WHAT YOU HAVE TO DO
For the entries that follow, restate word for word the line containing "the man's hand", the line containing "the black sock", and every line that lies between them.

SUPPLIED INFORMATION
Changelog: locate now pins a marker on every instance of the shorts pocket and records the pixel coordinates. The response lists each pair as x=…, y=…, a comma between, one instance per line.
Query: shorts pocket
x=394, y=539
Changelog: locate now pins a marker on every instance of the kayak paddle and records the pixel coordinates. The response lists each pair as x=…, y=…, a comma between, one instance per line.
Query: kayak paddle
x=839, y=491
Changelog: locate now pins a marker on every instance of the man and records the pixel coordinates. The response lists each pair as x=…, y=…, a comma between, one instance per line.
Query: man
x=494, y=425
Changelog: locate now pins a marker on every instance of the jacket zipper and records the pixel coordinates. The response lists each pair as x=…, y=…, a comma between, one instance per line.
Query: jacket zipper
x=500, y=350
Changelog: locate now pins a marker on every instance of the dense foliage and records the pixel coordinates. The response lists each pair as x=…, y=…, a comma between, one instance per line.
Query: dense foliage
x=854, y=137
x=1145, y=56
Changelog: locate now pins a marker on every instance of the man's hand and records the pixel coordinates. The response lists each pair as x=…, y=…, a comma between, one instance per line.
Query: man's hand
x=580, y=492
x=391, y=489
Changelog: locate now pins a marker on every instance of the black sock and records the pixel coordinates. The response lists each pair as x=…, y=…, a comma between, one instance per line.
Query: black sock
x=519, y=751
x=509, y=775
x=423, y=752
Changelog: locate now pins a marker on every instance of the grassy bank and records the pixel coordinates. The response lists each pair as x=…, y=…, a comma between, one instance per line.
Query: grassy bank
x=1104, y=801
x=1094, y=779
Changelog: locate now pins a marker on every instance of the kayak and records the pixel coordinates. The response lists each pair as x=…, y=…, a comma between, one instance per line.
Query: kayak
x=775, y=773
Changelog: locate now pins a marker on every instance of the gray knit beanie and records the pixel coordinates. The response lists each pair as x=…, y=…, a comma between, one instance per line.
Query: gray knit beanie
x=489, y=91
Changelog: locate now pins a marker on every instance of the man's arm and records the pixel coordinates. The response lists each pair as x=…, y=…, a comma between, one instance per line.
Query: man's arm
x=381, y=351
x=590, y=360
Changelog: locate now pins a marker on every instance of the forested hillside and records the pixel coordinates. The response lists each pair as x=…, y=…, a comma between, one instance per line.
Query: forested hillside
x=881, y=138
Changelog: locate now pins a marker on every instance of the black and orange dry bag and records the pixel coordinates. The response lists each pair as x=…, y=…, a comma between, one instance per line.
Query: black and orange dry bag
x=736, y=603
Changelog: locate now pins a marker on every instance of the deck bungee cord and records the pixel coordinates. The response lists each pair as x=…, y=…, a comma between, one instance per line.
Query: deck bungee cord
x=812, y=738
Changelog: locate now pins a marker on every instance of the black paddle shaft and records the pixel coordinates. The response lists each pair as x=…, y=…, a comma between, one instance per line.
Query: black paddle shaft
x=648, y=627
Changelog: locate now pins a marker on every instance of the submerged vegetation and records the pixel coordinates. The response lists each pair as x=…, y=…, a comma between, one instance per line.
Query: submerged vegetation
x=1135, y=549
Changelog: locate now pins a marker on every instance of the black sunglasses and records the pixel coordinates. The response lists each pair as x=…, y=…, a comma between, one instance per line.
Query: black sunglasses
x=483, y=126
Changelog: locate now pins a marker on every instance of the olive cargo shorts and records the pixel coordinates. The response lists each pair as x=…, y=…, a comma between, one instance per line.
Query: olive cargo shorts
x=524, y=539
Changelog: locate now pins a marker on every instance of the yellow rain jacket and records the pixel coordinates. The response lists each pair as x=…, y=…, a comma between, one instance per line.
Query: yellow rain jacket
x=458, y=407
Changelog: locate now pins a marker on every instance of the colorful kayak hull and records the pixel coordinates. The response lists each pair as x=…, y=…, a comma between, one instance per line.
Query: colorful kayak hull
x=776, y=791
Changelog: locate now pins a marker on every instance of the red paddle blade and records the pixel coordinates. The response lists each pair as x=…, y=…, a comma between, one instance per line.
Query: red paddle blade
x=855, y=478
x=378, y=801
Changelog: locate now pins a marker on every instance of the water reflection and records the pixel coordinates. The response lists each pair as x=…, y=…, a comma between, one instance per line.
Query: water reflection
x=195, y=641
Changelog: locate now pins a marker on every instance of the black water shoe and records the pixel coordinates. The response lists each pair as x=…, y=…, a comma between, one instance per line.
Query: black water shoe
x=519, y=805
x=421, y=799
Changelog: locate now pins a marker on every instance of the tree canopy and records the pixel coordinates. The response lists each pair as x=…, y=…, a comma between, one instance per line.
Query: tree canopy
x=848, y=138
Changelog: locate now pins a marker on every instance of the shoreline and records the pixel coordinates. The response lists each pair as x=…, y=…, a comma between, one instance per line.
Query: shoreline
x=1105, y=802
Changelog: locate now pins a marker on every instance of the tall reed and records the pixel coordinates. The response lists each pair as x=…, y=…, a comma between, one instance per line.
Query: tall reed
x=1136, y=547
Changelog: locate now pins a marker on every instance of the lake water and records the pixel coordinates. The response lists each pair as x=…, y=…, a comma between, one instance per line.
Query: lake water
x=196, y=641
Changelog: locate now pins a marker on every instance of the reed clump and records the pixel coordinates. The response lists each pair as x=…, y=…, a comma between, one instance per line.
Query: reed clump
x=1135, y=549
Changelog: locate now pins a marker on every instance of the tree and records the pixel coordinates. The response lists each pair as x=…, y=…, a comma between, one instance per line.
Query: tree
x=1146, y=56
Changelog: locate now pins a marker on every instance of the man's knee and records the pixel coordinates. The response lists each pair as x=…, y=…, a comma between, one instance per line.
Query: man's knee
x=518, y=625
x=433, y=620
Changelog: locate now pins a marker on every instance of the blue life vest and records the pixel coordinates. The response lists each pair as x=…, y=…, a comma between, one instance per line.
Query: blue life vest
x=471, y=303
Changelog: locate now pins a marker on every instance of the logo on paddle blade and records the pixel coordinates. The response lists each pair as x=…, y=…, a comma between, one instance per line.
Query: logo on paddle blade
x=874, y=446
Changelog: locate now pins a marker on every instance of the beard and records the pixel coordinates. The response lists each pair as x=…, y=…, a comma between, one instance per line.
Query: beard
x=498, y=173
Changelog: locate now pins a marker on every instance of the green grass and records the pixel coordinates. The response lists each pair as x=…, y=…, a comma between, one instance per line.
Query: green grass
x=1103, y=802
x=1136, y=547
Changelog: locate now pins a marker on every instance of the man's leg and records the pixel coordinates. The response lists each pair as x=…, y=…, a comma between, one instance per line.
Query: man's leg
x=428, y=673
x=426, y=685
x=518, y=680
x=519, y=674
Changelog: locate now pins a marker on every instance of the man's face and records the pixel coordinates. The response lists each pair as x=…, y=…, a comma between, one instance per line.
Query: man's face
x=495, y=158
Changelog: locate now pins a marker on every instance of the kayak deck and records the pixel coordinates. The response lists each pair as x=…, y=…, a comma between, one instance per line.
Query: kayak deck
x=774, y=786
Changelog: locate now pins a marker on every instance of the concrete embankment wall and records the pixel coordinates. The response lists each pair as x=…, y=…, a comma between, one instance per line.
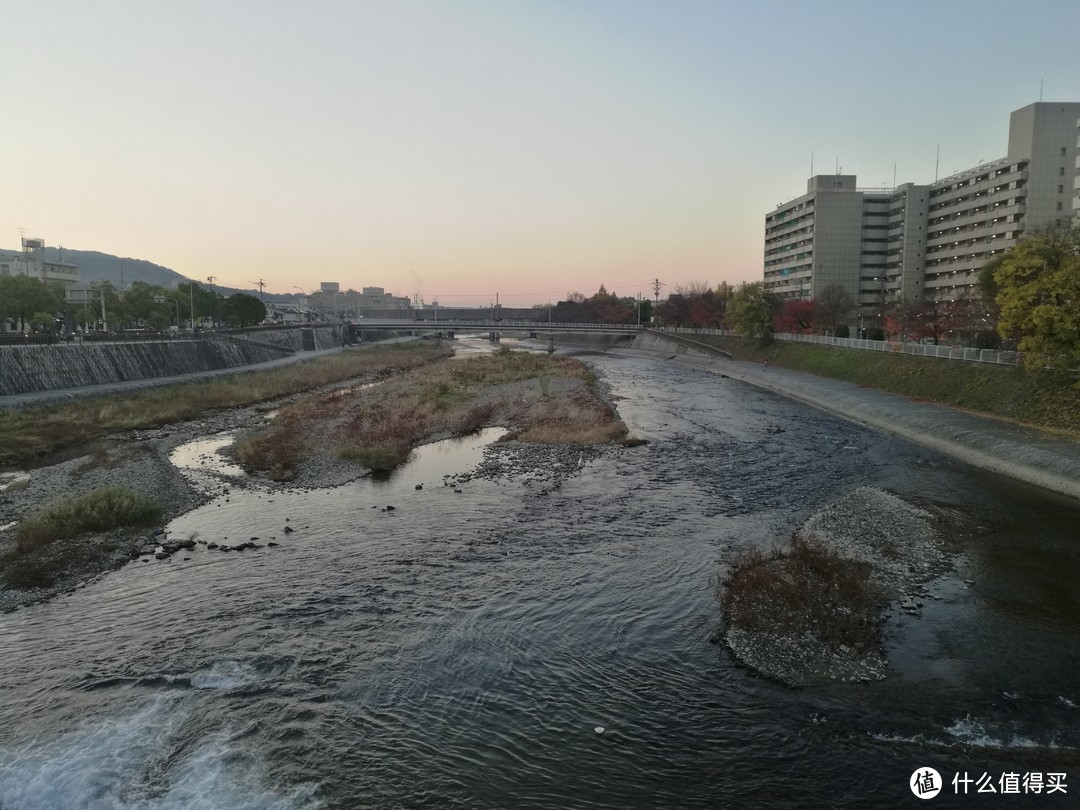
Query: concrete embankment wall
x=670, y=343
x=31, y=368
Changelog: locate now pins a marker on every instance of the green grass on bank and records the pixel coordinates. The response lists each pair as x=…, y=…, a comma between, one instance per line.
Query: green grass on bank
x=100, y=510
x=31, y=432
x=1043, y=400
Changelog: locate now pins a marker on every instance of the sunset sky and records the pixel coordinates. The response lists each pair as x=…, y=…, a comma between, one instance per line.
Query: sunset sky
x=459, y=149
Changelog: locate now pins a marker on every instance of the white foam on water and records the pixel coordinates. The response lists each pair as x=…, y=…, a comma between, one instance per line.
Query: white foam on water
x=971, y=731
x=117, y=765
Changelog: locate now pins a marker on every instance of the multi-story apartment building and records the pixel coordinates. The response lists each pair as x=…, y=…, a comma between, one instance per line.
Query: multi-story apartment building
x=918, y=241
x=31, y=262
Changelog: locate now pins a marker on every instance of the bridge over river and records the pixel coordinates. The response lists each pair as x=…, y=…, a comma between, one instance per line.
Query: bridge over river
x=453, y=326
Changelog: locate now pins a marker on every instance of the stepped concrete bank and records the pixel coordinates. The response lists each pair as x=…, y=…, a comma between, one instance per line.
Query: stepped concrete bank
x=32, y=368
x=1041, y=458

EXERCISE ANSWER
Changelog: locate now pins a marker on every instance of the man's hand and records the pixel coordinates. The response lists each pair as x=…, y=…, a comma between, one instance per line.
Query: man's hand
x=580, y=492
x=391, y=489
Changelog: locate now pins a marker on every instance of the black sock and records the pixel coordinates. The response lists each pair as x=…, y=…, a comma between, one instance per line.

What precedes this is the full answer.